* begin Excerpt to read *

State AG’s Line Up To Oppose President Trump’s Muslim Ban Rules

Demonstrators hold signs at Hartsfield-Jackson International Airport during a demonstration to denounce President Donald Trump’s executive order that bars citizens of seven predominantly Muslim-majority countries from entering the U.S., Sunday, Jan. 29, 2017, in Atlanta. (AP/Branden Camp)

By: Matthew Renda/Mint Press News  A team of state attorneys general launched their salvo against the Trump administration’s efforts to restrict travel to the United States by grandparents and other close relatives who come from six predominately Muslim nations.

The coalition of 16 attorneys general filed an amicus brief in the Trump administration’s appeal of a decision by a Hawaii federal judge holding that grandparents and other close relatives of U.S. residents have a ‘bona fide’ relationship to the United States.

“The courts have made clear to the Trump administration: grandparents are family,” said Attorney General Eric Schneiderman, leader of the coalition. “Since January, attorneys general have been on the front lines fighting this unconstitutional, unlawful, and un-American ban – and we’ll continue to act to protect our communities and ensure families are not torn apart.”

* end Excerpt to read *
* begin Entries *

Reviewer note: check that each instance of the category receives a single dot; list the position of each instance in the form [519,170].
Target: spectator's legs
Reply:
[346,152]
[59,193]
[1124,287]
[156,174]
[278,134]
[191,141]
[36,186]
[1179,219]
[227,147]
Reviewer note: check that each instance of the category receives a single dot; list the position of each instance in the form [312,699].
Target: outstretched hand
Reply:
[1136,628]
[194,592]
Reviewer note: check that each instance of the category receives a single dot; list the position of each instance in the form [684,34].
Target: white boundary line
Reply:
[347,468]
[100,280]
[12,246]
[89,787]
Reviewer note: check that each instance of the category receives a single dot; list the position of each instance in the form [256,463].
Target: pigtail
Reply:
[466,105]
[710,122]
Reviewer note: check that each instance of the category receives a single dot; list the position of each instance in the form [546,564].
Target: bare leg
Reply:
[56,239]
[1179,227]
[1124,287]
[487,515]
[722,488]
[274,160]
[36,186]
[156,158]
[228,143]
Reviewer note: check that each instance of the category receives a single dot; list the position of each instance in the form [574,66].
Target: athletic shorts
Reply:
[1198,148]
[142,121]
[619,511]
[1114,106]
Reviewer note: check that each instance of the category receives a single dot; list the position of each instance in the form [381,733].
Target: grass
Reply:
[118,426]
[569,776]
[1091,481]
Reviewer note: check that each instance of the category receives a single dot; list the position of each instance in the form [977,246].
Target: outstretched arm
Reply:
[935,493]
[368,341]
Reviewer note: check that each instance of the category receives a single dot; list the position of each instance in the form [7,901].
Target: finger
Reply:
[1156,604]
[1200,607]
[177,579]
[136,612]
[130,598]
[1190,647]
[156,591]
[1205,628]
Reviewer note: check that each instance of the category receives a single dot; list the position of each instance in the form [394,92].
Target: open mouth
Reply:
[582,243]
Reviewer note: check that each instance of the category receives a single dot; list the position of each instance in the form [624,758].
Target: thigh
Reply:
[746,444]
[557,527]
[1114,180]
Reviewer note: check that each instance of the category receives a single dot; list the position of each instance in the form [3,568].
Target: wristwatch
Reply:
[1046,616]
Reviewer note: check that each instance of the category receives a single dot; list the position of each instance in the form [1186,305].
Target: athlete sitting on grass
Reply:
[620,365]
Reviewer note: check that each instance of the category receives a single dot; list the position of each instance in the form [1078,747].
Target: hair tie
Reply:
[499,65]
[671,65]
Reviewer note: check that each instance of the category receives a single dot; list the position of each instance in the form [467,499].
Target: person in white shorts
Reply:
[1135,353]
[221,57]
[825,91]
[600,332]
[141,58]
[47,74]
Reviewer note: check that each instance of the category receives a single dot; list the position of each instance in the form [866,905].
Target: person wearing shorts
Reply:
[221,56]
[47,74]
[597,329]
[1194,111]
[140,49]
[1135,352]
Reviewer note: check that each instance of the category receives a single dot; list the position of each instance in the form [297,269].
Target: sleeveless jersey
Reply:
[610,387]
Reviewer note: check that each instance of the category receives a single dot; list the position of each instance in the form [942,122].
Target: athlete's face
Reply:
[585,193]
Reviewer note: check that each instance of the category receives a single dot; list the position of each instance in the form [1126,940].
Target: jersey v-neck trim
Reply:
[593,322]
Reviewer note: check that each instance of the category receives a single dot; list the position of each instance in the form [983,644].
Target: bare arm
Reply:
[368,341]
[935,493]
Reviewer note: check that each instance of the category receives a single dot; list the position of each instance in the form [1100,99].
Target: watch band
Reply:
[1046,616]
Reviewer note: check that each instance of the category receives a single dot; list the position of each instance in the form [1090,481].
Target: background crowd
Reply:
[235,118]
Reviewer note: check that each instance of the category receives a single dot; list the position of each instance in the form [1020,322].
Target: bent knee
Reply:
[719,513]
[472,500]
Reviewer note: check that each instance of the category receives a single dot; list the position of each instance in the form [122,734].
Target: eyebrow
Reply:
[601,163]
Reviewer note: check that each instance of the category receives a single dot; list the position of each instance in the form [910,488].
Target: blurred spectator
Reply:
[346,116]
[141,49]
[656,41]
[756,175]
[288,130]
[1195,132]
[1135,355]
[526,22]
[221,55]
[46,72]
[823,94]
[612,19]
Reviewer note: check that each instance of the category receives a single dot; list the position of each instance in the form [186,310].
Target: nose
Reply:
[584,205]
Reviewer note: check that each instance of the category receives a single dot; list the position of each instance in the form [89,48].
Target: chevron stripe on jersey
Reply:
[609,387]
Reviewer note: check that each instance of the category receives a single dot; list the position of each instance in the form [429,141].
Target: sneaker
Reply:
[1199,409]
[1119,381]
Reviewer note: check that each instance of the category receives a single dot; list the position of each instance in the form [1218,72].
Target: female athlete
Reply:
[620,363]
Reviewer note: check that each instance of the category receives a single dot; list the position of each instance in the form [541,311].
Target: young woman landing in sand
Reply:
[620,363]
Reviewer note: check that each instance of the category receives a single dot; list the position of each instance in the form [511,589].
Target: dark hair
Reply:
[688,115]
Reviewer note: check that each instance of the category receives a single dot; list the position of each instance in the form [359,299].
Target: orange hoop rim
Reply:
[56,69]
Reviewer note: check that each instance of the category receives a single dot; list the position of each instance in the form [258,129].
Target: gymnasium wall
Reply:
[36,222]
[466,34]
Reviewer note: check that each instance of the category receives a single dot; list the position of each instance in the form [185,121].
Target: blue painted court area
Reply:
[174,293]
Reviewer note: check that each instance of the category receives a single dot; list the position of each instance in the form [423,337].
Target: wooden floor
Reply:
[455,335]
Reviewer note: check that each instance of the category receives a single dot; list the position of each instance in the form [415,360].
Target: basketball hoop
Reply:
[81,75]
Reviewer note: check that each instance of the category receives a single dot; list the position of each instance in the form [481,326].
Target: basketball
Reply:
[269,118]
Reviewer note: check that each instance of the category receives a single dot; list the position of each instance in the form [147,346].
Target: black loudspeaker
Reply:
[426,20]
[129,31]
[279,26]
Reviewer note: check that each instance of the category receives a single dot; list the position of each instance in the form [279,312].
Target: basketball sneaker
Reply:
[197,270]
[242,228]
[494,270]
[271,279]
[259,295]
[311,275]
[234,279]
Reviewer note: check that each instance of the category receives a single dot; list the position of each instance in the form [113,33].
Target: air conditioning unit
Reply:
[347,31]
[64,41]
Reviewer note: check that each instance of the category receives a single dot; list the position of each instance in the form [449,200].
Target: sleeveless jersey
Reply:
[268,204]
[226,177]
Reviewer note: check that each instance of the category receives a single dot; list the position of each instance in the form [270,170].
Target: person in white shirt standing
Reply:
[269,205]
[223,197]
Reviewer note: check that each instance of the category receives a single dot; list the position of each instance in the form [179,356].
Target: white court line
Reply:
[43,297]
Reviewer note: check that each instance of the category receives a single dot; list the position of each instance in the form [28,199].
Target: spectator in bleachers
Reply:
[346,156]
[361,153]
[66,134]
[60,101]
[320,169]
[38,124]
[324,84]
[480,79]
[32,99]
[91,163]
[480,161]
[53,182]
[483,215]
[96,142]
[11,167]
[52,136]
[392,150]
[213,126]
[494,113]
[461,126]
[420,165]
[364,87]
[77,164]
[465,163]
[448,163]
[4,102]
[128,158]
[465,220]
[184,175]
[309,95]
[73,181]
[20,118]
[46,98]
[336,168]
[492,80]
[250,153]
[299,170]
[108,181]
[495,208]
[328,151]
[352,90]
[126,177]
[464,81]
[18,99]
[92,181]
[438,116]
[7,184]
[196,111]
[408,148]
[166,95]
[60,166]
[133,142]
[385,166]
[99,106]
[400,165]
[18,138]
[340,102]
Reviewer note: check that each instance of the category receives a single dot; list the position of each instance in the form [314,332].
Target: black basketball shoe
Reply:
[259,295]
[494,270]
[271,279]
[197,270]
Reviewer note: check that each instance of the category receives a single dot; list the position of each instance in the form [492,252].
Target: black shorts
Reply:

* end Entries *

■ Challenge
Reproduce the entire article on the attorneys general opposing the travel ban word for word. This data was taken from a separate source.

■ Reply to the exercise
State AG’s Line Up To Oppose President Trump’s Muslim Ban Rules

Demonstrators hold signs at Hartsfield-Jackson International Airport during a demonstration to denounce President Donald Trump’s executive order that bars citizens of seven predominantly Muslim-majority countries from entering the U.S., Sunday, Jan. 29, 2017, in Atlanta. (AP/Branden Camp)

By: Matthew Renda/Mint Press News  A team of state attorneys general launched their salvo against the Trump administration’s efforts to restrict travel to the United States by grandparents and other close relatives who come from six predominately Muslim nations.

The coalition of 16 attorneys general filed an amicus brief in the Trump administration’s appeal of a decision by a Hawaii federal judge holding that grandparents and other close relatives of U.S. residents have a ‘bona fide’ relationship to the United States.

“The courts have made clear to the Trump administration: grandparents are family,” said Attorney General Eric Schneiderman, leader of the coalition. “Since January, attorneys general have been on the front lines fighting this unconstitutional, unlawful, and un-American ban – and we’ll continue to act to protect our communities and ensure families are not torn apart.”